• _Instructions for the task_:
Rewrite the rows beginning with the line that contains "Could you outline where the hanging" and continuing through the line that contains "(64, 53), (69, 74)". Change every "frame" to "image", keep everything else the same, and give back only those lines.

• _The input_:
^^^^^^^^^^^^^^^^

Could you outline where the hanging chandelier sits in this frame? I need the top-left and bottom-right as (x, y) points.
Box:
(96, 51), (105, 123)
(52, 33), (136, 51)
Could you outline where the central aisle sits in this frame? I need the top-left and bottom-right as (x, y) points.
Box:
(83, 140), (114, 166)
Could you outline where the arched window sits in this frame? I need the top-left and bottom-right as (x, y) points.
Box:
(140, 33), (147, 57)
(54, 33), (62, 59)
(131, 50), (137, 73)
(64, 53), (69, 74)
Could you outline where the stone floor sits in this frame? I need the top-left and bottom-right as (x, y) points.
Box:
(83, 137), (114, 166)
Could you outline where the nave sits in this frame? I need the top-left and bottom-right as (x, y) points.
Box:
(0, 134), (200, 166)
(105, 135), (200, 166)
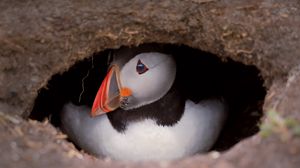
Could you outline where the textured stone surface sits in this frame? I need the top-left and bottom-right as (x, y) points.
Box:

^^^^^^^^^^^^^^^^

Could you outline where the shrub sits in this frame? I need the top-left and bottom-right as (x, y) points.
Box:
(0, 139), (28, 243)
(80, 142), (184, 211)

^^^^^^^^^^^^^^^^

• _Exercise response_:
Could you outline where the hanging chandelier sits in this image? I need the top-left and bottom-right as (x, y) points.
Box:
(96, 51), (105, 123)
(52, 33), (136, 51)
Could you outline where the central aisle sits in this image? I need the top-left and bottom-right as (x, y) points.
Box:
(83, 140), (114, 166)
Could you outline where the arched window sits in this image? I need the top-left and bottom-right as (x, y) points.
Box:
(140, 33), (147, 57)
(54, 33), (62, 59)
(131, 50), (137, 73)
(64, 53), (69, 74)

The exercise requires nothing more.